• INFORMATION GIVEN

========================

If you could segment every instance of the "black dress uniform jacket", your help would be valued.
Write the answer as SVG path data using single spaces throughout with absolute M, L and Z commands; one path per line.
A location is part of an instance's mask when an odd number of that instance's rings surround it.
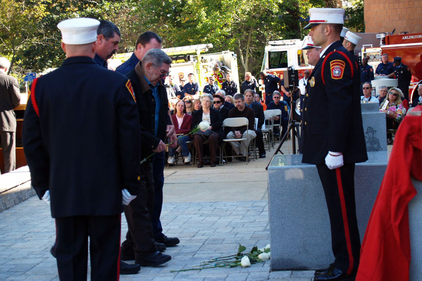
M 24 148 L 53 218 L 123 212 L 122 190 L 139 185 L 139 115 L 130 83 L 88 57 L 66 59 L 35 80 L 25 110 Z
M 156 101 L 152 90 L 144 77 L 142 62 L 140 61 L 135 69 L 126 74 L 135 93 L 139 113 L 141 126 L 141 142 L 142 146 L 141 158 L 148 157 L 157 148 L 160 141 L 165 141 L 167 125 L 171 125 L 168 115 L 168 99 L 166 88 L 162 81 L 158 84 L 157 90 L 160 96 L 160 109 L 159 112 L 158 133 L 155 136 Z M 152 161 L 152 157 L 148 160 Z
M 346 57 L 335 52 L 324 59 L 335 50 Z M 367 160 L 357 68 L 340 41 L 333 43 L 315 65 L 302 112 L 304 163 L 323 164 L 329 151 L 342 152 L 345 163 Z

========================

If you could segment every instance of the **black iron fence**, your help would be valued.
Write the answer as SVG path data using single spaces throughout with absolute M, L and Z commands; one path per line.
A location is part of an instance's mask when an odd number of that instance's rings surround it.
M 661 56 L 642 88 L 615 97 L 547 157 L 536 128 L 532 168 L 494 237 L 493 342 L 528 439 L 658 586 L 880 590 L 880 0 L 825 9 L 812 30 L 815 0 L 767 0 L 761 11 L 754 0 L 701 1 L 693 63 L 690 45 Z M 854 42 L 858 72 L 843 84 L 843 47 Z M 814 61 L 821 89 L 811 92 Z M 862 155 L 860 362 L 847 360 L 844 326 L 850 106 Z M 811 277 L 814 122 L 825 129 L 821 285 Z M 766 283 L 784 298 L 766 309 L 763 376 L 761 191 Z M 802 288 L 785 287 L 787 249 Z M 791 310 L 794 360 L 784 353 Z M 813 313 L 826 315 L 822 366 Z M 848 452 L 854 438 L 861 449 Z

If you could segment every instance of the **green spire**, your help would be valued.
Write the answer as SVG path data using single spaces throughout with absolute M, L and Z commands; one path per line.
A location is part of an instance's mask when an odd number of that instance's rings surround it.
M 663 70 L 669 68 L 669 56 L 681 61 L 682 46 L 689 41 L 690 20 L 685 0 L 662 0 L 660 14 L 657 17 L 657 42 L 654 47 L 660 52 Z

========================

• DIRECTIVE
Copy out the records word for word, beginning at the line containing "If you could segment every instance of the **green" and continuing through the line containing "M 663 70 L 669".

• COMPLETED EXERCISE
If you could segment every instance of the **green spire**, your help would be valued.
Write the answer as SVG path data using single spaces throughout with absolute M, L and Z commands; one path per line.
A location is part of an instance's mask when an odd number of that instance's rings surround it.
M 663 70 L 669 68 L 669 56 L 681 61 L 682 46 L 689 41 L 690 20 L 685 0 L 662 0 L 660 14 L 657 17 L 657 42 L 654 47 L 660 52 Z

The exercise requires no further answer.